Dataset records
+ + + + +

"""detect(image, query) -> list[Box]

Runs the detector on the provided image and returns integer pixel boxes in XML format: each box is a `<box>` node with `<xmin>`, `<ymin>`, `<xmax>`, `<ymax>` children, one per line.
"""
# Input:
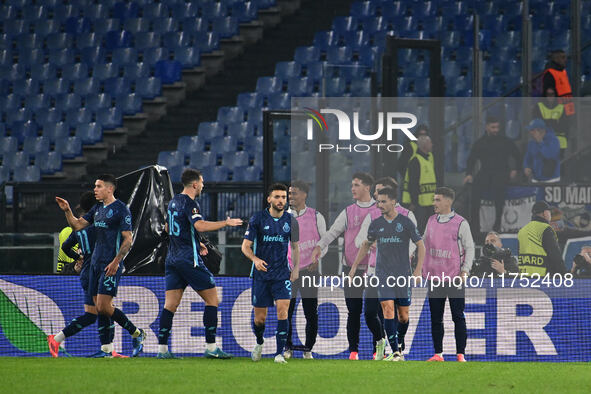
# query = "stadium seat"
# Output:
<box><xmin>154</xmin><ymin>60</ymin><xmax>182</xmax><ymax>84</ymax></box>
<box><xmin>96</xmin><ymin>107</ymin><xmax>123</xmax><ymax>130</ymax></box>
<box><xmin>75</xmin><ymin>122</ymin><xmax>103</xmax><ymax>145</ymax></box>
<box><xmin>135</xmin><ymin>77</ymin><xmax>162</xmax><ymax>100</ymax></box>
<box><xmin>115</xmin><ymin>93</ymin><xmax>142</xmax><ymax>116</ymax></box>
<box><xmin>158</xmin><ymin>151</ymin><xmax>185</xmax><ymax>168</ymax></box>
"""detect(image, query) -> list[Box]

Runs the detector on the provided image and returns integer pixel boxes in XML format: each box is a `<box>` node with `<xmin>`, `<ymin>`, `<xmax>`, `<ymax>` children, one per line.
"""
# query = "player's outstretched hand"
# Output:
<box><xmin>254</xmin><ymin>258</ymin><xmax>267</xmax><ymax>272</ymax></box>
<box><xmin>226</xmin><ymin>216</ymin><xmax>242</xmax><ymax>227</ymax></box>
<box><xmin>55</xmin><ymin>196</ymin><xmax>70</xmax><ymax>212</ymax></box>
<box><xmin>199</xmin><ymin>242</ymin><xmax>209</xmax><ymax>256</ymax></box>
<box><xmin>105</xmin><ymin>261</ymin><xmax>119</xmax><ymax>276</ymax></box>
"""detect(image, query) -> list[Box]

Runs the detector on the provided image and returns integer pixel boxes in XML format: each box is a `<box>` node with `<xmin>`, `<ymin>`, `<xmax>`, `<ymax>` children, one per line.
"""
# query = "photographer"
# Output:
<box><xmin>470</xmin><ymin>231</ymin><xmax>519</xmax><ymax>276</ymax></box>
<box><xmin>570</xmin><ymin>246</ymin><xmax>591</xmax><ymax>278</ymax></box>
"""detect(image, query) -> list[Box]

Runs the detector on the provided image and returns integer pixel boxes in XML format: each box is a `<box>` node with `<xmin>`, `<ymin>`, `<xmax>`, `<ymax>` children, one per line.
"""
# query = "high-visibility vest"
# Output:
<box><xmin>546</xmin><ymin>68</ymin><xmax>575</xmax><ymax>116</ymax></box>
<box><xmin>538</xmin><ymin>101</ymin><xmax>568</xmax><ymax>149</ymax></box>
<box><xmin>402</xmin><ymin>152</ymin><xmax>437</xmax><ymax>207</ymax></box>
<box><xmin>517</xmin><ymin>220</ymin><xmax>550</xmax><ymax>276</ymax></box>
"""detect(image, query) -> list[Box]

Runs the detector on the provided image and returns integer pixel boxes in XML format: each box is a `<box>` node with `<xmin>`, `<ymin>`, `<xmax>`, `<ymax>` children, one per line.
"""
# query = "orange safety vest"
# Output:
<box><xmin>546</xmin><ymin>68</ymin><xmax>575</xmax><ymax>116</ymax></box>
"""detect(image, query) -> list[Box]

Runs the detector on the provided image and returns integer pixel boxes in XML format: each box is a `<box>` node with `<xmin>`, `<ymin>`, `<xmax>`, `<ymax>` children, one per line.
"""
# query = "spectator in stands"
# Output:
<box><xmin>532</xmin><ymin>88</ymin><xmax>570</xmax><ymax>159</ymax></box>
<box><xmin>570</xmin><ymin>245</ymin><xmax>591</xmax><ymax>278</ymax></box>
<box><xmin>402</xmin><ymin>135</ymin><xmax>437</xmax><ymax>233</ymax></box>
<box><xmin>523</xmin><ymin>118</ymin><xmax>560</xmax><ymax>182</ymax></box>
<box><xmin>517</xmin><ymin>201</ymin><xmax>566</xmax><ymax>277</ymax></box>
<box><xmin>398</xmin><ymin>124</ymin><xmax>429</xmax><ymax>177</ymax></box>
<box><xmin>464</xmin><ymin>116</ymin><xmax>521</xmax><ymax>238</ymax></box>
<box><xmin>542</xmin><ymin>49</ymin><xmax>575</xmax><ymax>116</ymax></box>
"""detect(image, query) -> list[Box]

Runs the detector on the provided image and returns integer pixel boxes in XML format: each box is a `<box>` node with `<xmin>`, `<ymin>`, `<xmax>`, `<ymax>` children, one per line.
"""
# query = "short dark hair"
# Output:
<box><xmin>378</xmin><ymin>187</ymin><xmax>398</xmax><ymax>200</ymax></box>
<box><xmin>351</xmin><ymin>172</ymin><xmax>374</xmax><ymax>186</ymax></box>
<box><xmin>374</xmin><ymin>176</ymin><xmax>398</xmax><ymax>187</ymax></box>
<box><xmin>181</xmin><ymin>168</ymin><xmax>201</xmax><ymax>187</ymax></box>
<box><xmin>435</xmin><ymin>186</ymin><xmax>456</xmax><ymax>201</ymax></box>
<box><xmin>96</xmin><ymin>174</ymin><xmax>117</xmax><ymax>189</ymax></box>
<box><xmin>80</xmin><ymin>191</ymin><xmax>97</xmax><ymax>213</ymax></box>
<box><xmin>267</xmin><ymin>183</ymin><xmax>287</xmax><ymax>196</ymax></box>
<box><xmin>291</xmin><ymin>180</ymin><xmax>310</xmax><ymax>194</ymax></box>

+ + + + +

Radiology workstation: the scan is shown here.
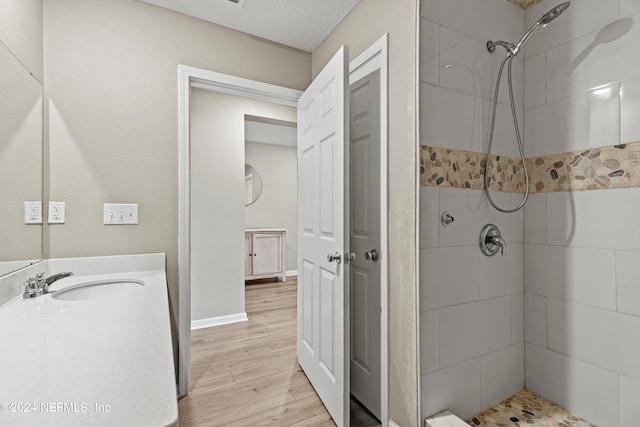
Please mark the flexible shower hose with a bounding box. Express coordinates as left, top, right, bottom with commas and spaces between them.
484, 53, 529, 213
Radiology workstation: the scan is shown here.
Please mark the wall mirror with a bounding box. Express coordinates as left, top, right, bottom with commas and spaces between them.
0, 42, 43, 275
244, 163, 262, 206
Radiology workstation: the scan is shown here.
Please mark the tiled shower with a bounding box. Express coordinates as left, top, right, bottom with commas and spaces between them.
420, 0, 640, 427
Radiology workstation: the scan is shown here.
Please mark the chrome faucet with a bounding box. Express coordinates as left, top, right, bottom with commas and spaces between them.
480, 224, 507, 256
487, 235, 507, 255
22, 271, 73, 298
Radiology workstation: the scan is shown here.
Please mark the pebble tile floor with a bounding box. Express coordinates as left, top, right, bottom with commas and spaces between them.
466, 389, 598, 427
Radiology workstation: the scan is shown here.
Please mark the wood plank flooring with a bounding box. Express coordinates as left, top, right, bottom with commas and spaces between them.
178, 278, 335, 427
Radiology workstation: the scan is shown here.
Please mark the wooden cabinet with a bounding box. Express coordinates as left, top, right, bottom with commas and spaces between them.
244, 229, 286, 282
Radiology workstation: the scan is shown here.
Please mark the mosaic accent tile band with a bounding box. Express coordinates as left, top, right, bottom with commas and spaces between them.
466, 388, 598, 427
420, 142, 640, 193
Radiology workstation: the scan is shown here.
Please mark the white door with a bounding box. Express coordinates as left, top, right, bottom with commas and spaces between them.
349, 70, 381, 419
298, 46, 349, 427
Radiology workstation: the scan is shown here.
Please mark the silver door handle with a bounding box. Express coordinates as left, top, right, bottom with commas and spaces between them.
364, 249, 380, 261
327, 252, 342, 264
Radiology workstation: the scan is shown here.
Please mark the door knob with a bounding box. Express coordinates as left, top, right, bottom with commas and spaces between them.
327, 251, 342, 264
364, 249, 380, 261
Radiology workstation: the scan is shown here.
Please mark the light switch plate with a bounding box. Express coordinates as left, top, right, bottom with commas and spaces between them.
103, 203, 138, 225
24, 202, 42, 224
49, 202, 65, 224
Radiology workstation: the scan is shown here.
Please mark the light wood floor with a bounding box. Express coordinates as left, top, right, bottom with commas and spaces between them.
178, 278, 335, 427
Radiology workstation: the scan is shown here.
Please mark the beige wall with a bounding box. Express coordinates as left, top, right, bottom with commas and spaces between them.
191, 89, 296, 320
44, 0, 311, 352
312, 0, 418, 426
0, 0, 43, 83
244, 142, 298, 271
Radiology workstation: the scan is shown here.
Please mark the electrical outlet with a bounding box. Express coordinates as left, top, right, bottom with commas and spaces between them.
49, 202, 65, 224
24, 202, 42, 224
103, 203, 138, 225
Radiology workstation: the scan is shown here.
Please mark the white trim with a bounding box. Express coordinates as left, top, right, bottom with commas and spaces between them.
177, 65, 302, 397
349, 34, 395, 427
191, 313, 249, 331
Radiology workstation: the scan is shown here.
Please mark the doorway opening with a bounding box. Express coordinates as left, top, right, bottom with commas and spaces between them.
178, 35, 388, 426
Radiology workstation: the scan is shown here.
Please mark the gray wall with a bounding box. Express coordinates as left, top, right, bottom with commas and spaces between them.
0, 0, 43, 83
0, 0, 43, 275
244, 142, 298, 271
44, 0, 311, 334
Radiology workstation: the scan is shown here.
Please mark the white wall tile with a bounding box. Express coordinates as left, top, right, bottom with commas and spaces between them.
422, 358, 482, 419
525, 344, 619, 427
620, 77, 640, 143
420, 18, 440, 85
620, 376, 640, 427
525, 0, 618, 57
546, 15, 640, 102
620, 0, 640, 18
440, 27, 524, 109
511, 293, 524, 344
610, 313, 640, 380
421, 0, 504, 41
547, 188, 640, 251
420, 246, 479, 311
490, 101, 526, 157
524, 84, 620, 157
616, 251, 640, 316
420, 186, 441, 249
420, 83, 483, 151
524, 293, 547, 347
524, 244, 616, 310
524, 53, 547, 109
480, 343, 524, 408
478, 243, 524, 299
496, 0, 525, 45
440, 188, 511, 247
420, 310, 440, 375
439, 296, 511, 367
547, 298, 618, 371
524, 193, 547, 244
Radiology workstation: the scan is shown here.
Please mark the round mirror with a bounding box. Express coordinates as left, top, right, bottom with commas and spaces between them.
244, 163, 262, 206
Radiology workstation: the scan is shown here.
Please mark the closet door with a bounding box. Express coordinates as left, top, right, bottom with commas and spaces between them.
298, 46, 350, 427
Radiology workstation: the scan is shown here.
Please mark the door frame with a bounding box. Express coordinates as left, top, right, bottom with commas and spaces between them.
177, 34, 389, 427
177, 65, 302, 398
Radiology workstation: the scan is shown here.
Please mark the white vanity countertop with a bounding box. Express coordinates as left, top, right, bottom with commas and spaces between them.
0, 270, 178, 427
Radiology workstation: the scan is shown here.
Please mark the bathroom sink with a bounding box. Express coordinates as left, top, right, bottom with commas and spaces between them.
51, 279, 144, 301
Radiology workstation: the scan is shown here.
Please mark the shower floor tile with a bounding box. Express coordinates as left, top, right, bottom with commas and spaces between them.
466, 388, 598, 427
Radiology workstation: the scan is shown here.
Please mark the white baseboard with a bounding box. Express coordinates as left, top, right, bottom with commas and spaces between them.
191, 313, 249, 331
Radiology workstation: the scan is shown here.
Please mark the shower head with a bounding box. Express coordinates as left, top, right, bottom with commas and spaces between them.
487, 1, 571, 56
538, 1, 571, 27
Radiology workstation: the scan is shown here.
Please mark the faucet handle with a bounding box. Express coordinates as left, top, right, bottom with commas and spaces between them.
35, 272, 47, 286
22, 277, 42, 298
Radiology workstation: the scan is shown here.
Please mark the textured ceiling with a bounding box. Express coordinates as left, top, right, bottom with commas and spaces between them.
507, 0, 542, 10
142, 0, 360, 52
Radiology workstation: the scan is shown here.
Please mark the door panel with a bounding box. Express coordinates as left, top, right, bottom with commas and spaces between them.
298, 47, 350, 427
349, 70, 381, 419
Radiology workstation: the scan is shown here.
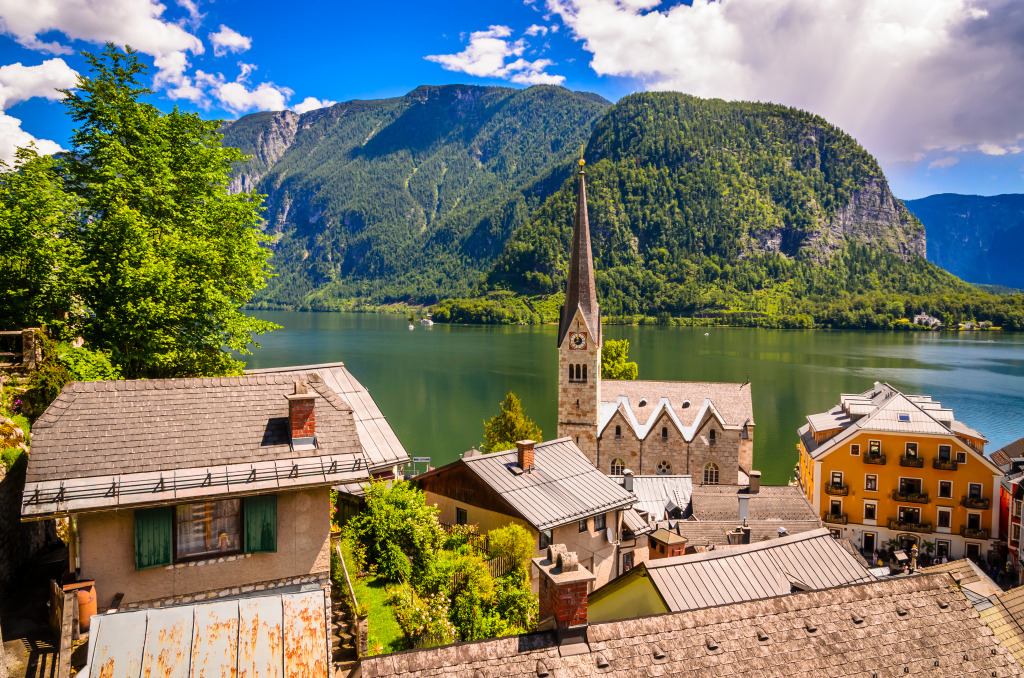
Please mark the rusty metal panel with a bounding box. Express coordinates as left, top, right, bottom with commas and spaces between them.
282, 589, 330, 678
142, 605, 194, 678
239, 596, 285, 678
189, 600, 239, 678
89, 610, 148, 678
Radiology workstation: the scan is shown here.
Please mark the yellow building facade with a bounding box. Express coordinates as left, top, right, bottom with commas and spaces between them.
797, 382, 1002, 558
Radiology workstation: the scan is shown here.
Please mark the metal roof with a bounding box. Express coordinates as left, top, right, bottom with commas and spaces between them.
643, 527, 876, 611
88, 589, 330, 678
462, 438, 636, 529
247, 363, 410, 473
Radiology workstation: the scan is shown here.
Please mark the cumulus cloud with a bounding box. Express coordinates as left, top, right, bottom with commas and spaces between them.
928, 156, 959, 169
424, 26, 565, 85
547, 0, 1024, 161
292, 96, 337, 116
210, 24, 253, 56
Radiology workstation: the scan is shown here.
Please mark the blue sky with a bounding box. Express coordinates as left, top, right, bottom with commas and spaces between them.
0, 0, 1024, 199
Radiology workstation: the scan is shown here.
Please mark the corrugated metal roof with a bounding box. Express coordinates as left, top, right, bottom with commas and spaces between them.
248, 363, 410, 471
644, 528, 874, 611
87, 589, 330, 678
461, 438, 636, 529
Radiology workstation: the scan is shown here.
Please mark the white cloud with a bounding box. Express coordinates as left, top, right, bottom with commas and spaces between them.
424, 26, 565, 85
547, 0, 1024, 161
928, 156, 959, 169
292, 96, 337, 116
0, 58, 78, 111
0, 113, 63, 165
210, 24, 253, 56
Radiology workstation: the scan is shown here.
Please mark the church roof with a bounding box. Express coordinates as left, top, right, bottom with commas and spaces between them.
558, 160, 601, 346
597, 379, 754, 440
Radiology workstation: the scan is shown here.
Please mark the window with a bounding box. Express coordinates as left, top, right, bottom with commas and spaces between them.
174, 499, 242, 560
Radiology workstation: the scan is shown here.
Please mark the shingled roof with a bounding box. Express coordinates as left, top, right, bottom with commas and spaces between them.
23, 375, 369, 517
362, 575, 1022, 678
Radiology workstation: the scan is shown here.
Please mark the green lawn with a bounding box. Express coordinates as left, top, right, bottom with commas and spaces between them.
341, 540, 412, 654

+ + + + +

## What is required
Show every line from the items above that contains the word "light", copying each line in full.

## Completed exercise
Please mark the light switch plate with a bounding box. Express coordinates as left, top, right, bottom with commas and spaces between them.
Please mark the light wood floor with a bounding box. Express coordinates as left, top, right, bottom with commas and spaces between them.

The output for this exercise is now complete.